- Page text:
● ● ● ●
Congratulations – you’ve made it through January! Give yourself a pat on the back for any miles you managed to get in at this grey and miserable time of year. It might not have been as much fun as swooping along French tarmac, but every ride you completed this month will have made life slightly easier for you come July.
Time to get serious
We’re a month into your Loop year already, and most of us will be starting to get worried about how much work there still is to do before Le Loop begins towards the end of June. Five months seems both too short to expect miracles, and too long to be able to make a coherent plan to get through it. So let’s break it up into more manageable segments, by setting intermediate targets.
When I’ve prepared for big endurance events in the past, I’ve generally committed to smaller events (of escalating length and intensity) every 3-4 weeks leading up to the big one – perhaps a sportive or audax, or a big challenge of my own devising. Some of these have themselves been rides I thought were impossible before I managed to complete them, and the resulting glow of accomplishment can be a welcome mental boost to take into the main event – it’s helpful to know that you’re capable of more than you think you are.
Setting intermediate goals also helps you to keep an eye on your progress, and see how you perform when you’re pushing yourself. If you find you’re not where you expected to be by that point, there are still a few months or weeks left to adjust your training plans.
Two events you should definitely get in your diary are our Cheltenham training weekend at the end of March, and the Tour of Wessex at the end of May (25th-27th). The Cheltenham weekend will ensure you’re able to ride back-to-back 50-mile days by the end of March and – perhaps more importantly – give you a chance to meet other Le Loop riders past and present, make friends, and get used to riding together. For a lot of people, this is the moment when they start to realise this might end up being a lot of fun.
Set yourself some goals
This month you should, for a start, be aiming to get outside. I know it’s tempting to swap a long cold ride for a turbo session, or some cross-training in the pool or gym, but this isn’t just about building strength. You’ll also need to get used to riding in different weather conditions (yes, it does sometimes rain in France in July, and it can get surprisingly cold on those high mountain passes), and to figure out the logistics of long outdoor rides – what sort of kit to carry, how to carry it, what to eat and drink, and how to get your bike set up comfortably and efficiently. Fixing a puncture in the rain is never going to be fun, but far better if you’re not doing it for the first time halfway up the Tourmalet. (If you need any further incentive, I’d recommend this meditation from Jo Burt on “the vanishing art of just shutting up and pedalling.”)
● ● ● ●
- What you need to do:
**1.** From the cycling training article, list the parts of long outdoor rides it says you need to figure out.
**2.** According to the cycling training article, what dates is the Tour of Wessex held?
**3.** Write the next part of the cycling training article, picking up after its final sentence.
The data isn't needed for any of this.

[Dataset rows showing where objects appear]
● ● ● ●
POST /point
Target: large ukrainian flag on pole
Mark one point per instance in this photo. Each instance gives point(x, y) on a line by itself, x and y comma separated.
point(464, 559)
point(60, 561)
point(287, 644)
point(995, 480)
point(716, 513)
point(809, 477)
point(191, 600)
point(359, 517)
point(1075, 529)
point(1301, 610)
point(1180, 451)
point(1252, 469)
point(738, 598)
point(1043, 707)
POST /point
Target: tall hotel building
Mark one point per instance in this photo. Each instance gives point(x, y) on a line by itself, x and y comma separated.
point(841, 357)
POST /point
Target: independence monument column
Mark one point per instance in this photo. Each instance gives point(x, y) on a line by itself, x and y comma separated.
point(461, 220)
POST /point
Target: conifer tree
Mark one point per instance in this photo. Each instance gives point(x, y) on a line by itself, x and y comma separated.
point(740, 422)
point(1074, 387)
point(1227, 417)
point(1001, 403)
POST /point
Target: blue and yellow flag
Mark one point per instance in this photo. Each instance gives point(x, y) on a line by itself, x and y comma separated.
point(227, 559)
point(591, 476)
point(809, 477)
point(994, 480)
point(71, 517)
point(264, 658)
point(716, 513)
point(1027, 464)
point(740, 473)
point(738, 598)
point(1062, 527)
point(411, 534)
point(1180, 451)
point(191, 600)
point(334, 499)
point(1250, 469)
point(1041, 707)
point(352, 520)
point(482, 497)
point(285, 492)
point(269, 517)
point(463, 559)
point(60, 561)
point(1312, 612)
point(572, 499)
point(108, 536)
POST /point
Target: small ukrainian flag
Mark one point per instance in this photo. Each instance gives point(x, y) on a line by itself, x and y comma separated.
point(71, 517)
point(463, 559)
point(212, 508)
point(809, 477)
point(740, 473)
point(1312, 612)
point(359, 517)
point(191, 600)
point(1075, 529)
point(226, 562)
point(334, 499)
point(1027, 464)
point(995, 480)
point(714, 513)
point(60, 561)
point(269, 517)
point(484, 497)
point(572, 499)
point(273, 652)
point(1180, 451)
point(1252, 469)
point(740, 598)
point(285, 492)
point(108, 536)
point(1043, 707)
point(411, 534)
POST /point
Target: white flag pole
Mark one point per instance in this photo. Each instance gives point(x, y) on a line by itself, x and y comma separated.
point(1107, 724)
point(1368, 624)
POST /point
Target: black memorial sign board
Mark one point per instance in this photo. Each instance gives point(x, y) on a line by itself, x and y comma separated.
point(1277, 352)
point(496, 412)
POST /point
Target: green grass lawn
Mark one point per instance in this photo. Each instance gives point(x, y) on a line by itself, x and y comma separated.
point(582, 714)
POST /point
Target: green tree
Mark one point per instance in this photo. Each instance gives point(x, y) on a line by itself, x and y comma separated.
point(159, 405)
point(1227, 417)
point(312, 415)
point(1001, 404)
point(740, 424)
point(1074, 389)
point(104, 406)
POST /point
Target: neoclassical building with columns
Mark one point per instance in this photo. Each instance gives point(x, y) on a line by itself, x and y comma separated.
● ● ● ●
- Answers for this exercise:
**1.**
- What sort of kit to carry
- How to carry it
- What to eat and drink
- How to get your bike set up comfortably and efficiently

**2.** May 25th–27th, at the end of May.

**3.**
If you’re riding the Grand Loop – or one of the longer or more mountainous ones – you should be aiming for at least four sessions per week this month, with a mix of intensity. Shorter, faster rides will build fitness, and longer, slightly gentler ones will develop your endurance. For those working a nine-to-five, the best way to manage this would be to complete the shorter sessions (sprints, hill reps, spin classes) before and after work. If you commute by bike, you’re already in a great position. And then, at the weekend, schedule in a couple of long rides. Grand Loopers should be able to ride two back-to-back days of at least 100km (60 miles) by the end of February, and anyone doing a shorter loop should aim for around 80km, and try to fit in at least two back-to-back days – you need to get yourself used to getting up and doing it all over again.
And remember to work on your flexibility and core strength, whether it’s via yoga classes, pilates sessions, or asking your physio to recommend some stretches. I’ve been doing more and more yoga over the past through years – in classes when I can, by YouTube when I can’t – and have noticed a great improvement in my comfort on the bike. Having more flexible joints means they’re less likely to get injured, and enhancing your core strength means you’ll be able to hold your position on the bike better, saving energy, reducing friction, and making you a more efficient rider.
In case you need any more convincing, read this very persuasive blog post, by coach Holly Seear, which offers 12 good reasons why cyclists should do yoga.
Work on your weaknesses
While we’re in the business of setting targets, let’s talk about what we should be targeting. Much as it’s tempting to stick to the areas of cycling we’re already reasonably good at, what we should really be doing is focussing on the bits that need more work.
You can tell what these are by thinking about the bits of each ride you’d really rather skip. Do you dread the downhills? Do you find excuses not to go out on a group ride? Is there a particular gradient you’d go miles out of your way to avoid? Or a particular time of day when things don’t go well for you?
As we all know, the only way to get over your fears and aversions is to face up to them. Plan one session a week to address your problem area, set yourself mini targets (e.g. “I will cut 30 seconds off my time on that hill,” or “I will go on three club runs this month”), and make sure you reward yourself once you’ve hit them. If this strategy results in a couple of minor meltdowns – this may sound strange, but – so much the better! You’ll have enough on your plate in France in July, so better to get the crises of confidence out the way now.
With that in mind, this month’s book recommendation will help you get your head (and legs) around the intricacies of training for a long-distance event.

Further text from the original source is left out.